Advanced Configuration

import { scraperNetflix } from 'metascraper';

const result = await scraperNetflix(
  'https://www.netflix.com/title/80189685',
  {
    headless: false,        // Disable browser fallback
    timeoutMs: 30000,       // 30 second timeout
    userAgent: 'Mozilla/5.0 (Windows NT 10.0; Win64; x64) AppleWebKit/537.36'
  }
);

Error Handling

import { scraperNetflix } from 'metascraper';

try {
  const result = await scraperNetflix('https://www.netflix.com/title/80189685');
  console.log('Success:', result);
} catch (error) {
  console.error('Scraping failed:', error.message);
  // Turkish error messages for Turkish users
  // "Netflix scraping başarısız: Netflix URL'i gereklidir."
}

`scraperPrime(inputUrl, options?)`

Amazon Prime Video metadata extraction function with automatic fallback and Turkish localization.

Parameters

Parameter	Type	Required	Default	Description
`inputUrl`	`string`	✅	-	Amazon Prime Video URL (any format)

**EXTRACTED ENTRIES**
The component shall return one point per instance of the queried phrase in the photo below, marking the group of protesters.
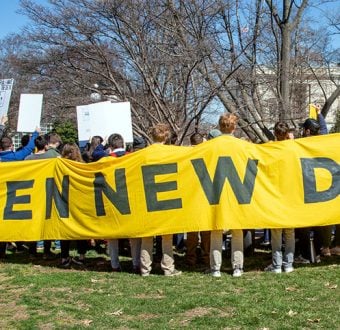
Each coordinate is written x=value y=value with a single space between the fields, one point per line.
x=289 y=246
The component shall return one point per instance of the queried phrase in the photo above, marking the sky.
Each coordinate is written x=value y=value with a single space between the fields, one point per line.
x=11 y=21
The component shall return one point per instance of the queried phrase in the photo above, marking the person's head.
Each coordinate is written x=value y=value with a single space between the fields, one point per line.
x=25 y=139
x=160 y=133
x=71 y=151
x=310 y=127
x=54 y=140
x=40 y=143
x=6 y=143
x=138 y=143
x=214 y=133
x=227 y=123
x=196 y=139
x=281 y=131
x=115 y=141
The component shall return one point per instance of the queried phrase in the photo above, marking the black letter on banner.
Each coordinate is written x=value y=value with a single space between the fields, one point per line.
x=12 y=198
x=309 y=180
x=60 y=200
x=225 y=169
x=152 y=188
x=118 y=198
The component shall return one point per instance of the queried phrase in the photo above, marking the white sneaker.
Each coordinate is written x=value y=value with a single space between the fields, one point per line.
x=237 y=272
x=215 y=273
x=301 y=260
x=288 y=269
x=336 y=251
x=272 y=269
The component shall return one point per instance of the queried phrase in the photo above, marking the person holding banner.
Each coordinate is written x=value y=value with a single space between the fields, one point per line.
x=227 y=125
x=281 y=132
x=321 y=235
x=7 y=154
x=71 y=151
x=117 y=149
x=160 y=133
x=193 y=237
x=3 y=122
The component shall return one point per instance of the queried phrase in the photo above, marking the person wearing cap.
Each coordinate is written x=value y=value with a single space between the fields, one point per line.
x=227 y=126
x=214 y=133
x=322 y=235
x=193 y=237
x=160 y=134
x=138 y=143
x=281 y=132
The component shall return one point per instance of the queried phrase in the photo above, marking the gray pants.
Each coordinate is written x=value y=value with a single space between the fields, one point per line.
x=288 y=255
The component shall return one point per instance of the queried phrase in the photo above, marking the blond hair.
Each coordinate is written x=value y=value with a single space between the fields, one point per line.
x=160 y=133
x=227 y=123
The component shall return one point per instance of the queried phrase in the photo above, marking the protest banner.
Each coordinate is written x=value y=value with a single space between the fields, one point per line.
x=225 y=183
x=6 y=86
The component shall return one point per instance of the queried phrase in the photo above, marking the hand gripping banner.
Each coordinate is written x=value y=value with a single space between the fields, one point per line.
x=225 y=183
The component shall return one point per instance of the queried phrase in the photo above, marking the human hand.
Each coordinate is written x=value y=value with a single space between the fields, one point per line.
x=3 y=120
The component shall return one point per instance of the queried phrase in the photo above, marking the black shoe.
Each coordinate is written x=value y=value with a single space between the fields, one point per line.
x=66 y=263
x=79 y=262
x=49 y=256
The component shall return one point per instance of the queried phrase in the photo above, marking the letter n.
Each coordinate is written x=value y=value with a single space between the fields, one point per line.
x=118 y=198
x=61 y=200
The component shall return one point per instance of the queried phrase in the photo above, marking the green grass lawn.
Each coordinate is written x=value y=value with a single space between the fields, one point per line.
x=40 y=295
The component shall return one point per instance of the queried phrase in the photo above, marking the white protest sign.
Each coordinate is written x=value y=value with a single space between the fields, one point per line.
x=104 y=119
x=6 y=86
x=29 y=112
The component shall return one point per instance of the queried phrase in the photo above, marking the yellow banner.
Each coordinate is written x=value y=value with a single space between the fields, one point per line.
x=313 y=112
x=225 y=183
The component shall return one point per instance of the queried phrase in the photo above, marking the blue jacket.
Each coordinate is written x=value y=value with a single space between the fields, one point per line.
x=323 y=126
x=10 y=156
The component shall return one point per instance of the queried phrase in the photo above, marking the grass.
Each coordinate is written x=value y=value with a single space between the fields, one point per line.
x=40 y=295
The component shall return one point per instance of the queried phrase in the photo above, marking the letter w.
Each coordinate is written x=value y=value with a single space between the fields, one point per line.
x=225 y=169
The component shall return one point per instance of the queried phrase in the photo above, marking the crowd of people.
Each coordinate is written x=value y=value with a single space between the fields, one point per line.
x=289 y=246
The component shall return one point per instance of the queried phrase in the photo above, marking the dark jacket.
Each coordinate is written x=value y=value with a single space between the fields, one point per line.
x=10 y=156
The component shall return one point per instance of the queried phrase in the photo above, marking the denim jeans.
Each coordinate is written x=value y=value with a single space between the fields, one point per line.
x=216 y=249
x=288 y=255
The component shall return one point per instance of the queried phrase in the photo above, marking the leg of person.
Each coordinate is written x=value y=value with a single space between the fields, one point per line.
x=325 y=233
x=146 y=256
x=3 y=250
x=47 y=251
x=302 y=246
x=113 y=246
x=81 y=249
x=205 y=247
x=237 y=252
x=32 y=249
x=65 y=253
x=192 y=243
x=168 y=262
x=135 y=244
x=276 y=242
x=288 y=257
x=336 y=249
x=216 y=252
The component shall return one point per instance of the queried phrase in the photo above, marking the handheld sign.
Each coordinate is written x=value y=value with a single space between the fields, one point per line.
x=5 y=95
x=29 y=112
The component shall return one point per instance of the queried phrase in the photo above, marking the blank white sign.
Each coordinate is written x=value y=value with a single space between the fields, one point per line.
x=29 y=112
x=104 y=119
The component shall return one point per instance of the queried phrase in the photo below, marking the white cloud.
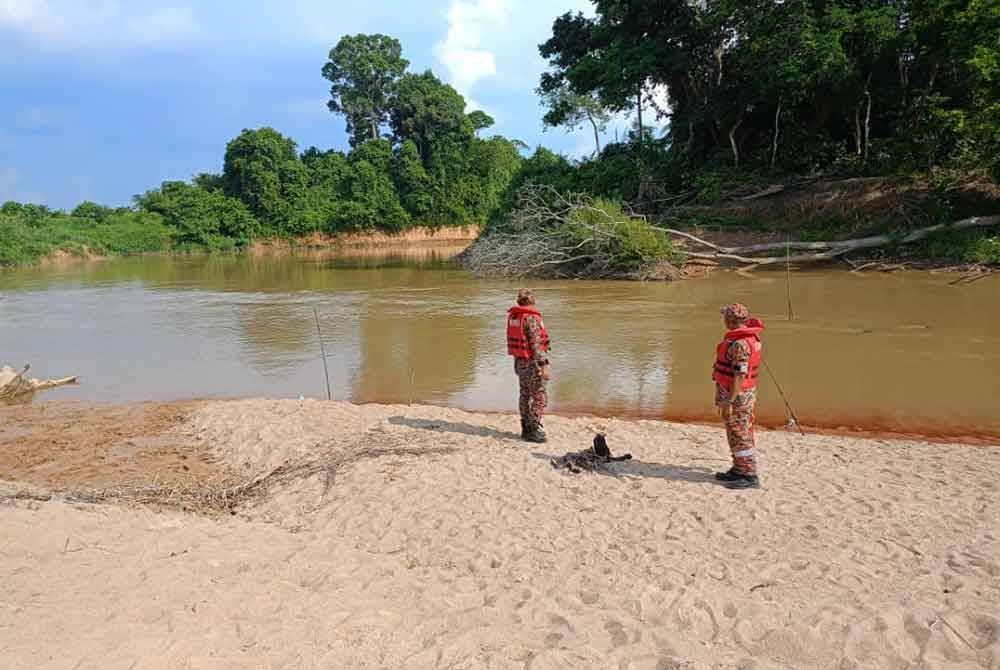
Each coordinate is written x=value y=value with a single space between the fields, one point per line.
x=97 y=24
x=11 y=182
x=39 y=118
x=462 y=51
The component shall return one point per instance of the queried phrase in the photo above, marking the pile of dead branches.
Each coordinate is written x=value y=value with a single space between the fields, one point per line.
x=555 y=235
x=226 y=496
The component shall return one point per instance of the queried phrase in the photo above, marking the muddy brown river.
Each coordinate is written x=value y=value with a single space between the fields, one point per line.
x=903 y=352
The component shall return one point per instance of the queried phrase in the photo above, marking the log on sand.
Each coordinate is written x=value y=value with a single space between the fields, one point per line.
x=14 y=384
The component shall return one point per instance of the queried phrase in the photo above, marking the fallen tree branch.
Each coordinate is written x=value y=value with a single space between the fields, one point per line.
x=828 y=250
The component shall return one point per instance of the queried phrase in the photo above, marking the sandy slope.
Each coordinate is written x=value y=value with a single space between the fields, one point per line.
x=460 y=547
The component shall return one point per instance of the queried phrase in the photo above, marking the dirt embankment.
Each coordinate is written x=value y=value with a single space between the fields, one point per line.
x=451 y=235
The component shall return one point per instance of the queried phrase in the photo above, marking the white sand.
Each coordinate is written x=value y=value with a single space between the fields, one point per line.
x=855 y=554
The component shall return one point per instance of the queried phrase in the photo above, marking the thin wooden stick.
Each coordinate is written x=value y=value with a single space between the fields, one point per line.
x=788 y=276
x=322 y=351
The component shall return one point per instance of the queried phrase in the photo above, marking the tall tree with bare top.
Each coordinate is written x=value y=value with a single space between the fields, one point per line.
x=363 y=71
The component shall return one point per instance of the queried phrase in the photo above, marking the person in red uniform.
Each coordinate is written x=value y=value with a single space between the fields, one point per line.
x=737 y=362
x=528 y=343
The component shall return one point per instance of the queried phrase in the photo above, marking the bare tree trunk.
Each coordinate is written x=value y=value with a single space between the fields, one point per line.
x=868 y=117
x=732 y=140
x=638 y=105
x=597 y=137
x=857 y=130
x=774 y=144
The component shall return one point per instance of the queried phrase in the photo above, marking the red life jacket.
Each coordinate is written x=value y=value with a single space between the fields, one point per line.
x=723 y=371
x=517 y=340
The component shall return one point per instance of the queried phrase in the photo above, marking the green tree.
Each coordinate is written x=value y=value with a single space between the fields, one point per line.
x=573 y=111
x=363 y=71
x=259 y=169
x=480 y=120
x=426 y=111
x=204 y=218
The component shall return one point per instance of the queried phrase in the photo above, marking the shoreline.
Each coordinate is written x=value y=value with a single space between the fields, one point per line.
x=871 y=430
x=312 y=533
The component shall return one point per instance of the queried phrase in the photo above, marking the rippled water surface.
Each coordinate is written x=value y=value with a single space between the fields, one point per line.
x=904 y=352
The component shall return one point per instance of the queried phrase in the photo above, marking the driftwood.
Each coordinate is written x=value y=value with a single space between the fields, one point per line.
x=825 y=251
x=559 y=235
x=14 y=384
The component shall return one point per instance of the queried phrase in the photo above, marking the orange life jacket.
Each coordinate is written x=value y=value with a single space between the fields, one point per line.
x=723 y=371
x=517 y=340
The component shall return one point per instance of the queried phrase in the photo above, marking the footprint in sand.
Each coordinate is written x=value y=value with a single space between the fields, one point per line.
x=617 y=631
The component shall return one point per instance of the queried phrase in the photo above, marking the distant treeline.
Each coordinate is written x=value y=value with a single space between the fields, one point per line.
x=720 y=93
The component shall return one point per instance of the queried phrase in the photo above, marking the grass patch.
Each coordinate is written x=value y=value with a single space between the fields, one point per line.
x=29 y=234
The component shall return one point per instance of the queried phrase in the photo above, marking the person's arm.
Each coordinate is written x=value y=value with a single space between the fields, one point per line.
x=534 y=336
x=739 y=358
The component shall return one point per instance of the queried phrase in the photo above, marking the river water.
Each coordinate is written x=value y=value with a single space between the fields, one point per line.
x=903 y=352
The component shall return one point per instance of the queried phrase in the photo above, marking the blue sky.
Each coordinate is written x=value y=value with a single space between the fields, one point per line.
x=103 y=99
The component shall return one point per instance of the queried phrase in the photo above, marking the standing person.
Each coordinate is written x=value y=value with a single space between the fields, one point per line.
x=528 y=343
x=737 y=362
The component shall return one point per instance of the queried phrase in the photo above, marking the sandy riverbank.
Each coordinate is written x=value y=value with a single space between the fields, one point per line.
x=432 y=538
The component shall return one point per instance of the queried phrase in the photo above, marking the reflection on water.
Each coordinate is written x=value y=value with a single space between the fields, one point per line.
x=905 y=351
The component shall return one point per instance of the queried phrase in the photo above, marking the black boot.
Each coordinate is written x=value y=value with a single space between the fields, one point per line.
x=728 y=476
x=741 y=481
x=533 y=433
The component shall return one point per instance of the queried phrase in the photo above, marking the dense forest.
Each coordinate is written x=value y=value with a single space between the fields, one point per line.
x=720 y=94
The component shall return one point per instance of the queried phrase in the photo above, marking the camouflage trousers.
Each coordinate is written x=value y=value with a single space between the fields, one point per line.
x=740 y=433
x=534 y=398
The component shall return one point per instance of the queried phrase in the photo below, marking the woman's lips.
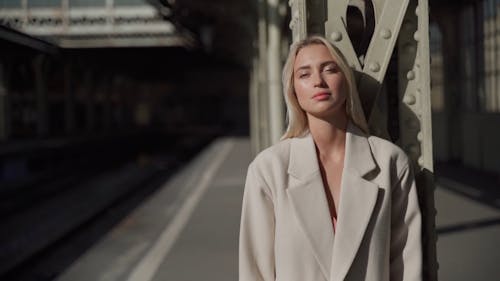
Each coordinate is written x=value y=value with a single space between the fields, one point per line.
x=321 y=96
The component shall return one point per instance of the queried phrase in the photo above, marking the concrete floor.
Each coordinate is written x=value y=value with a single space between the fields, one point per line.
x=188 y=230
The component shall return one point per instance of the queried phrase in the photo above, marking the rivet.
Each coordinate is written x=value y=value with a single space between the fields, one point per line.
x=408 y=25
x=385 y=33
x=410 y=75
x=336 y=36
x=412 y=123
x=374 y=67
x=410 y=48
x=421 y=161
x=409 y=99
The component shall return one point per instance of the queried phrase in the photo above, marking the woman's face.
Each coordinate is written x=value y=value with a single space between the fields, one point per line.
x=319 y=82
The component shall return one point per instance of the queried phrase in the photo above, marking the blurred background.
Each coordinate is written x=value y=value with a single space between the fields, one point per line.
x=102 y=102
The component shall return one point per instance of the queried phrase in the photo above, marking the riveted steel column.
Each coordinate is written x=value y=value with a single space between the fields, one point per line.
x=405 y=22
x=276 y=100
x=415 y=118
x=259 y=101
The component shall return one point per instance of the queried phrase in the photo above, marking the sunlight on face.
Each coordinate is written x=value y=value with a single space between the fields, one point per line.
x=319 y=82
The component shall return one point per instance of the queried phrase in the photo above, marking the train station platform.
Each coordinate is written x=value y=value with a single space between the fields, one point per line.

**GIVEN INSTRUCTION 1**
What timeout does the advanced configuration in the metascraper excerpt set?
**GIVEN INSTRUCTION 2**
In the rows, take the lines starting at the one containing "the dirt embankment." and ending at the one containing "x=855 y=554". Swap "white sand" for "wet sand", leave everything else unchanged, and return only those lines.
The rows and the metascraper excerpt come from separate sources.

**TASK ANSWER 1**
It sets a 30-second timeout (timeoutMs: 30000).

**TASK ANSWER 2**
The component shall return one point per instance of the queried phrase in the photo above, marking the dirt embankment.
Each coordinate is written x=value y=value with a single space between the fields, one point per line.
x=451 y=235
The component shall return one point per instance of the queried phrase in the photo above, marking the wet sand.
Each coordinate is written x=value y=value with a single space between the fields, one point per line.
x=855 y=554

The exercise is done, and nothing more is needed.